**AUFGABEN**.
1. Fassen Sie den Text über Joseph Beuys in zwei Sätzen zusammen.
2. Bearbeiten Sie den Text über Joseph Beuys, indem Sie den Abschnitt zwischen „Kurz bevor das“ und „Performancekünstler und Schamanen.“, beide eingeschlossen, erneut ausgeben und darin „Ausstellungen“ durch „Werkschauen“ ersetzen.

**VORLIEGENDER TEXT**.
Kurz bevor das Jahr zu Ende geht, muss ich natürlich noch über Joseph Beuys sprechen. Wie hinlänglich bekannt, wäre dieses Jahr sein 100. Geburtstag gewesen. Posthum hat der Künstler daher unglaublich große Aufmerksamkeit bekommen: Über 20 Ausstellungen widmeten sich 2021 seinem Werk und unzählige Artikel erschienen in den Medien. Hier also mein kurzer Beitrag über DEN deutschen Jahrhundertkünstler, Scharlatan, Mitbegründer der Grünen, Weltverbesserer, Performancekünstler und Schamanen.
Quasi jede*r kennt Beuys, lange nicht jede*r mag ihn, geschweige denn versteht ihn oder sein Werk. Egal was Beuys machte: es provozierte. Er provozierte! Jede seiner Aktionen stieß mindestens auf Unverständnis, oft schlug ihm jedoch auch Empörung und Hass entgegen.
Ob er nun 7000 Eichen in Kassel pflanzen wollte, riesige Quader aus Fett zur Schau stellte, eine Honigpumpe installierte, eine Zitrone als Batterie für eine gelbe Glühlampe nutze, einem toten Hasen die Kunst erklärte, mit einem Kojoten lebte oder die deutsch-deutsche Mauer um 5 cm erhöhen wollte – immer stehen Besucher*innen rätselnd bis empört vor seinem Werk. Und das passiert auch noch 35 Jahre nach seinem Tod.

**DATENAUSZUG**.
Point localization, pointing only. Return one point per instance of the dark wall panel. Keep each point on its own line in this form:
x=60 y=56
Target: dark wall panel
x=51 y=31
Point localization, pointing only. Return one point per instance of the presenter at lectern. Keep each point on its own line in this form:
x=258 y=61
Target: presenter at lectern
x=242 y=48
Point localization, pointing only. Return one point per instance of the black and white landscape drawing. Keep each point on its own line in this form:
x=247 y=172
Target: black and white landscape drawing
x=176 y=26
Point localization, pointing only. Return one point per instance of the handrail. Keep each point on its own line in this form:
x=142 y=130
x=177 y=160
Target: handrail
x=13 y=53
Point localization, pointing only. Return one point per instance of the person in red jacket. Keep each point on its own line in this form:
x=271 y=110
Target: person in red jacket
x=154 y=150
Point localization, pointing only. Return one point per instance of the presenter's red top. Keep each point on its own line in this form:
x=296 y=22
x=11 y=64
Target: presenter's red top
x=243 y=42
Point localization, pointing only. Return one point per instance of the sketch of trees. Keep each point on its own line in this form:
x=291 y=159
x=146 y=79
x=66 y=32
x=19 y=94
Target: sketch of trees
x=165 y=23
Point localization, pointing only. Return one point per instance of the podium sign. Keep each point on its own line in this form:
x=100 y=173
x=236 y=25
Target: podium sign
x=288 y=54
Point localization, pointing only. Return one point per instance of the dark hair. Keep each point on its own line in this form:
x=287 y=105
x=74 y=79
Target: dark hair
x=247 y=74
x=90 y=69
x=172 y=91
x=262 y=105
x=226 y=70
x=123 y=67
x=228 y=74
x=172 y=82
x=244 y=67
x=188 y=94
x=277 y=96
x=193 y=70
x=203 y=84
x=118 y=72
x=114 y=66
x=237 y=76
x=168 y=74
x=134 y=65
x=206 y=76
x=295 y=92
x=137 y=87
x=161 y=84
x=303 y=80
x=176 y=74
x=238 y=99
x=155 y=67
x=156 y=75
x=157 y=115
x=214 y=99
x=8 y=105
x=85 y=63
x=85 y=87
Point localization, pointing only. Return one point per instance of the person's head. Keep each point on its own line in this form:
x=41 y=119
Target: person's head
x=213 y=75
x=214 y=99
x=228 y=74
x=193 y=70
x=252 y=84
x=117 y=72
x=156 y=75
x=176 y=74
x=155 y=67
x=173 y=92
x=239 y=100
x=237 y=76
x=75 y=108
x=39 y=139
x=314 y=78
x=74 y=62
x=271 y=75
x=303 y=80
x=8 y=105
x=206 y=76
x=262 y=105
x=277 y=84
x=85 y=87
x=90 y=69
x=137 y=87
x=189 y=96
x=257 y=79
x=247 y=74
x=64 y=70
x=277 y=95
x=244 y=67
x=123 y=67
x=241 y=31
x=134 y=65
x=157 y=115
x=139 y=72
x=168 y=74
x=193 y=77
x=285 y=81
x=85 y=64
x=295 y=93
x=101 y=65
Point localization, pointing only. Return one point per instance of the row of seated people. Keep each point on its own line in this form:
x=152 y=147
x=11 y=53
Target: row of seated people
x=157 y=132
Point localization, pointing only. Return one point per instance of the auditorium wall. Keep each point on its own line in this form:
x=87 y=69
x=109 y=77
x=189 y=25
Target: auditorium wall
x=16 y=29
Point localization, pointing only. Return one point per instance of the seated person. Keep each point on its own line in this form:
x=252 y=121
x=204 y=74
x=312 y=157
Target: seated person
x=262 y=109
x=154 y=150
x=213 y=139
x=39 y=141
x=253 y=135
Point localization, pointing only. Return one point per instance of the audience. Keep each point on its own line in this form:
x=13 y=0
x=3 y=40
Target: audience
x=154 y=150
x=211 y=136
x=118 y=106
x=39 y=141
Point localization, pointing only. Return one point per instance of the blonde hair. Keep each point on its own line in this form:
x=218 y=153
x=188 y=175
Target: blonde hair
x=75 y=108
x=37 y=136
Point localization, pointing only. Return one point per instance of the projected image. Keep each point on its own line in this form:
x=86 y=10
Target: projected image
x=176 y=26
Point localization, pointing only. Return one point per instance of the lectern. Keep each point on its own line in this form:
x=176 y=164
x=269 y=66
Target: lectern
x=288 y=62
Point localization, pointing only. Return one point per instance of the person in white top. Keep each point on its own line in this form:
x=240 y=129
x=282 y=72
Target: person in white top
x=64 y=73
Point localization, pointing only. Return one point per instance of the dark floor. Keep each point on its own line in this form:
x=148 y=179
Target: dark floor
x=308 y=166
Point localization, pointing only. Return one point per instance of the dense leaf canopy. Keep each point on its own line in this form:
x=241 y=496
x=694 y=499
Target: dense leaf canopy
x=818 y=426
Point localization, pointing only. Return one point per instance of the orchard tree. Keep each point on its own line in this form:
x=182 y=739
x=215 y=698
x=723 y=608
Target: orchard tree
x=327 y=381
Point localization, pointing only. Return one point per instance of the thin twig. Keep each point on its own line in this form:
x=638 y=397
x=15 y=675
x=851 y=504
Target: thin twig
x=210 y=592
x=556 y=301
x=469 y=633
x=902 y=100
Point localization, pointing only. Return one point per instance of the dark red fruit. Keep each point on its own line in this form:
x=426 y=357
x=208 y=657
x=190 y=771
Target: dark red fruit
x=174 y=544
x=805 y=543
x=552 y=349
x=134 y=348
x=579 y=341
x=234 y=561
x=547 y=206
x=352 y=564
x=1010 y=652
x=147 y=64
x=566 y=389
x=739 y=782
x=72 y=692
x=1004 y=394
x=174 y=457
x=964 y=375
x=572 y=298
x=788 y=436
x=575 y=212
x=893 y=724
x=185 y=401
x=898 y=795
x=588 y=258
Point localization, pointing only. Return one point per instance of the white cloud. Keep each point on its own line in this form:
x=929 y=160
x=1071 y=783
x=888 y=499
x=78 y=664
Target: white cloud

**ERWARTETE ANTWORTEN**.
1. Zum 100. Geburtstag von Joseph Beuys erhielt der Künstler 2021 posthum große Aufmerksamkeit, unter anderem durch über 20 Ausstellungen und unzählige Artikel. Seine Aktionen, etwa die 7000 Eichen in Kassel oder die Fettquader, provozierten stets und stoßen auch 35 Jahre nach seinem Tod noch auf Unverständnis bis Empörung.

2.
Kurz bevor das Jahr zu Ende geht, muss ich natürlich noch über Joseph Beuys sprechen. Wie hinlänglich bekannt, wäre dieses Jahr sein 100. Geburtstag gewesen. Posthum hat der Künstler daher unglaublich große Aufmerksamkeit bekommen: Über 20 Werkschauen widmeten sich 2021 seinem Werk und unzählige Artikel erschienen in den Medien. Hier also mein kurzer Beitrag über DEN deutschen Jahrhundertkünstler, Scharlatan, Mitbegründer der Grünen, Weltverbesserer, Performancekünstler und Schamanen.